EXERCISE BRIEF →
Could you write out the records again from the start through the line containing "[211,278,250,305]", substituting "leafy bush" for "green shrub" and leaving everything else unchanged? Leave the pictures out of your answer.

*** MATERIALS PROVIDED ***

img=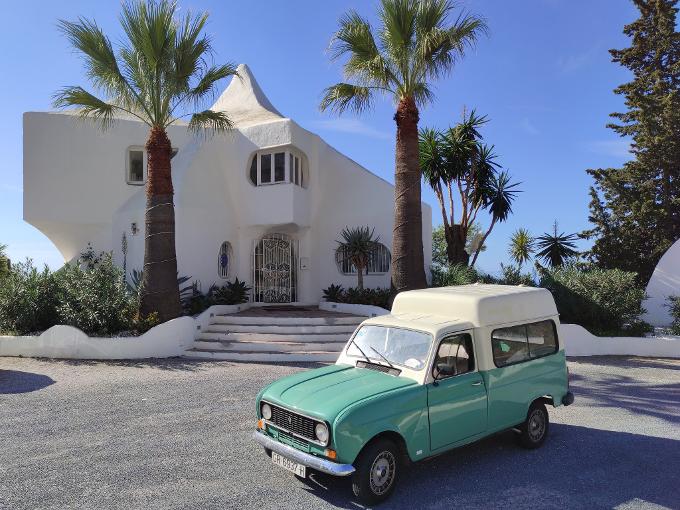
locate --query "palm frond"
[54,87,117,130]
[319,83,373,113]
[189,110,234,133]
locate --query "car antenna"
[349,337,371,363]
[369,345,394,368]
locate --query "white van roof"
[392,283,557,327]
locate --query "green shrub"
[666,296,680,335]
[0,259,59,334]
[182,278,250,315]
[323,285,390,310]
[323,284,345,303]
[54,253,137,335]
[540,266,651,336]
[211,278,250,305]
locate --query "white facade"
[24,65,432,303]
[643,240,680,326]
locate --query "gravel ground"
[0,357,680,510]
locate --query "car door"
[428,332,487,450]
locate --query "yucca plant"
[336,227,380,290]
[508,228,536,270]
[54,0,236,322]
[321,0,486,292]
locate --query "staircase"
[185,308,366,362]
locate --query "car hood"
[261,365,417,423]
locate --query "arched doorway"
[253,234,298,303]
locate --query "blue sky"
[0,0,637,272]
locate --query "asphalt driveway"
[0,358,680,510]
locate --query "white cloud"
[588,138,632,159]
[0,183,24,193]
[309,118,393,140]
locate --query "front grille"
[269,404,317,441]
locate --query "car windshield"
[347,326,432,370]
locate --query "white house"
[24,65,432,303]
[643,239,680,326]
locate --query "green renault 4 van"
[254,284,574,503]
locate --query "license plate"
[272,452,307,478]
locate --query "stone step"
[199,328,352,343]
[206,322,356,336]
[184,348,338,363]
[194,340,345,353]
[211,315,366,326]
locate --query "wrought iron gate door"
[253,234,297,303]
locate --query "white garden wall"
[0,317,196,359]
[560,324,680,358]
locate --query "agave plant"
[337,227,380,290]
[536,221,579,267]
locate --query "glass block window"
[247,148,305,187]
[217,241,233,280]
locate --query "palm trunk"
[392,98,427,294]
[139,127,181,322]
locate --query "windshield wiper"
[369,345,394,368]
[349,338,371,363]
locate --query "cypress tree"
[584,0,680,284]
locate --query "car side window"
[491,320,557,367]
[432,333,475,379]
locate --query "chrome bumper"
[253,432,354,476]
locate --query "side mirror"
[434,362,456,379]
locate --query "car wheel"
[352,439,401,505]
[519,402,550,450]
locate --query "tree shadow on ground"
[567,356,680,370]
[296,424,680,510]
[0,370,55,395]
[571,374,680,425]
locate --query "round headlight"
[314,423,328,445]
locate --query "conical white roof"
[211,64,284,127]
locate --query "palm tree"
[320,0,486,292]
[419,110,519,266]
[54,0,237,321]
[508,228,536,269]
[536,221,579,267]
[336,227,380,290]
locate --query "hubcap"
[528,409,545,442]
[370,451,396,496]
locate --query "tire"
[518,402,550,450]
[352,439,401,505]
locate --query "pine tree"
[584,0,680,283]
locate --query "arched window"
[217,241,233,280]
[248,147,307,188]
[335,243,392,274]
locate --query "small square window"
[128,150,144,184]
[274,152,286,182]
[260,154,272,183]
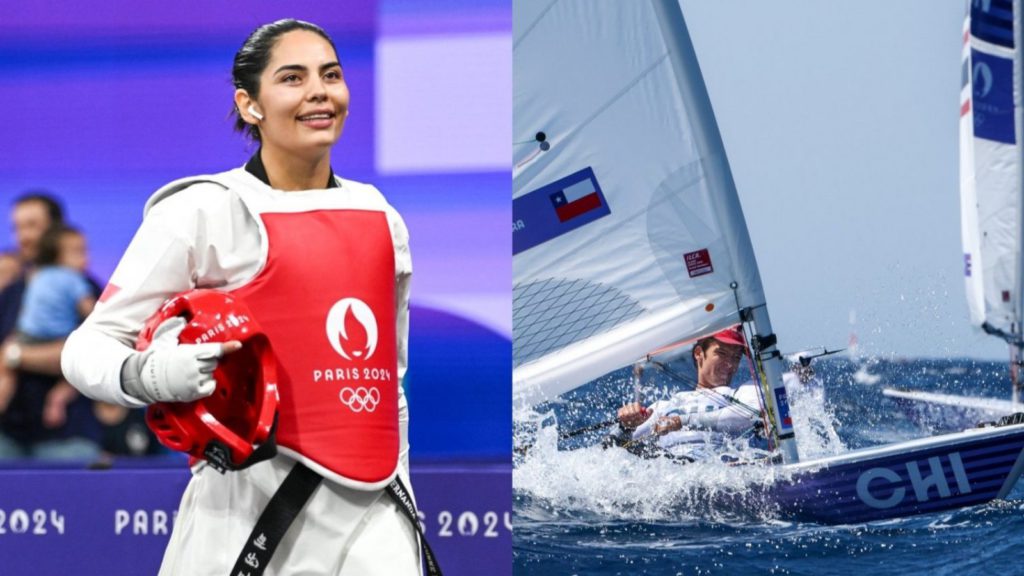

***

SOLUTION →
img=
locate --query "palm frond"
[54,87,117,130]
[319,83,373,113]
[189,110,234,133]
locate --query "car antenna"
[349,337,371,363]
[369,345,394,368]
locate --query "white van roof"
[392,283,557,327]
locate --query "leafy bush"
[666,296,680,335]
[0,259,59,334]
[182,278,250,315]
[323,285,390,310]
[323,284,345,303]
[54,253,137,335]
[540,266,651,336]
[211,278,250,305]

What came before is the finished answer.